### TEXT
Isn't it about time the JupyterLab instance got an overhaul?

Python 3.6? Hail 0.2.78 which is 14 months out of date? Jupyterlab 2.x?   My every attempt at updating manually ends in a broken pyspark/dxpy dependency circus.

Comments

28 comments

  • Comment author
    Chai Fungtammasan DNAnexus Team

    Thank you for the feedback. I sent this note directly to the lead product manager. I will leave this thread open in case anyone has workaround, but we will try to follow up to make sure this will be officially updated.

    0
  • Comment author
    Former User of DNAx Community_51

    Hi @Jakob Madsen?  we have got the latest hail version working on a spark cluster in a DNAnexus app. It would be very helpful if you or anyone else reading this would be able to test that our app (https://github.com/lindgrengroup/hail-on-dnanexus) works in dx projects other than our own. What ever the result please report below and hopefully I can make a main post announcing this app!

     

    Many Thanks,

    Barney

    0
  • The current version of Hail is incompatible with the UKB WES BGEN compression format (zlib vs zstd discussed here: https://community.dnanexus.com/s/question/0D5t000004AflSiCAJ/hail-troubleshooting-for-ukb-data). This will be fixed by this PR (https://github.com/hail-is/hail/pull/12576), which I was told should be released in day or two. It would be really helpful to get an update to the newest version once that's added.

    0
  • zstd support will be included in Hail 0.2.108

    0
  • Comment author
    Chai Fungtammasan DNAnexus Team

    Do you have the estimate of when this will be released?

### STATED EXERCISE
Transcribe the JupyterLab thread above word for word, starting with "Hi @Jakob Madsen?  we" and going on through "once that's added.".

### EXCERPTED RECORDS
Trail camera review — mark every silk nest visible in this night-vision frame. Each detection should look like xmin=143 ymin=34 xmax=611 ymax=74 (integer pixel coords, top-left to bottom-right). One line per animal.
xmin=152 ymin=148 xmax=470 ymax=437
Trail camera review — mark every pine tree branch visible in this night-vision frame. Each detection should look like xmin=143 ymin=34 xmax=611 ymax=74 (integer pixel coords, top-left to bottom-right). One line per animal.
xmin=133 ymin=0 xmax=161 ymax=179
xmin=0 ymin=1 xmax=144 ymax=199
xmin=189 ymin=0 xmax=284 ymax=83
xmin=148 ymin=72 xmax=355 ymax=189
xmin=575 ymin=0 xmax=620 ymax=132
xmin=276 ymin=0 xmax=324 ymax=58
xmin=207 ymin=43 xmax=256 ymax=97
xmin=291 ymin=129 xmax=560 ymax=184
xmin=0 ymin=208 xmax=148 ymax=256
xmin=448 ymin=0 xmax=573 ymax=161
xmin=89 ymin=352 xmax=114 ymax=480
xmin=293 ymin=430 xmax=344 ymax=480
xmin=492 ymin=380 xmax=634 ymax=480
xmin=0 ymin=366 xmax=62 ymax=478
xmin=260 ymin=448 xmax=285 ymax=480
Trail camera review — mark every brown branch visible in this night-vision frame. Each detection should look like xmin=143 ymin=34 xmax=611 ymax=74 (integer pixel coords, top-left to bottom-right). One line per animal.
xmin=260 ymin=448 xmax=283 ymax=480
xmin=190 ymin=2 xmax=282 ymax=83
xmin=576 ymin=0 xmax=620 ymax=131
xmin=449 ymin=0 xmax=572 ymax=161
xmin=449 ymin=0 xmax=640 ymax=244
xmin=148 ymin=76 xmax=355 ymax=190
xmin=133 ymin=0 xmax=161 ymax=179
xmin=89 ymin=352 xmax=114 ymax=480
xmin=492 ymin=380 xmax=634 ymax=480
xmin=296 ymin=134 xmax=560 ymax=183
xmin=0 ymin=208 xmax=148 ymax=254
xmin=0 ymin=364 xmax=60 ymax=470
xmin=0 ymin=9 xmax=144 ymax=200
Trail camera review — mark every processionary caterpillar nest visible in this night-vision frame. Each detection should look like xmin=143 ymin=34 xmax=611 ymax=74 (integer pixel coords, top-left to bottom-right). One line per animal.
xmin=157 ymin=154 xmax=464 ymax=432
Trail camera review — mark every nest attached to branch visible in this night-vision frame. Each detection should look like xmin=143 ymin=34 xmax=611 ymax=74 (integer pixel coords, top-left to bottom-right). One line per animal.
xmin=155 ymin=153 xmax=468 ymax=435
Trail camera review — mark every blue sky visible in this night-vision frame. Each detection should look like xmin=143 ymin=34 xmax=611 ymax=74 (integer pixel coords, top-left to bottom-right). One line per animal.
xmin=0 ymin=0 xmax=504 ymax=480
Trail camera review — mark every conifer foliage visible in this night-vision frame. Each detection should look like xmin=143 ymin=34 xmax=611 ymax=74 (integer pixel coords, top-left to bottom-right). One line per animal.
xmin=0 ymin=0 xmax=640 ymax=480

### THE OUTPUT
Hi @Jakob Madsen?  we have got the latest hail version working on a spark cluster in a DNAnexus app. It would be very helpful if you or anyone else reading this would be able to test that our app (https://github.com/lindgrengroup/hail-on-dnanexus) works in dx projects other than our own. What ever the result please report below and hopefully I can make a main post announcing this app!

     

    Many Thanks,

    Barney

    0
  • The current version of Hail is incompatible with the UKB WES BGEN compression format (zlib vs zstd discussed here: https://community.dnanexus.com/s/question/0D5t000004AflSiCAJ/hail-troubleshooting-for-ukb-data). This will be fixed by this PR (https://github.com/hail-is/hail/pull/12576), which I was told should be released in day or two. It would be really helpful to get an update to the newest version once that's added.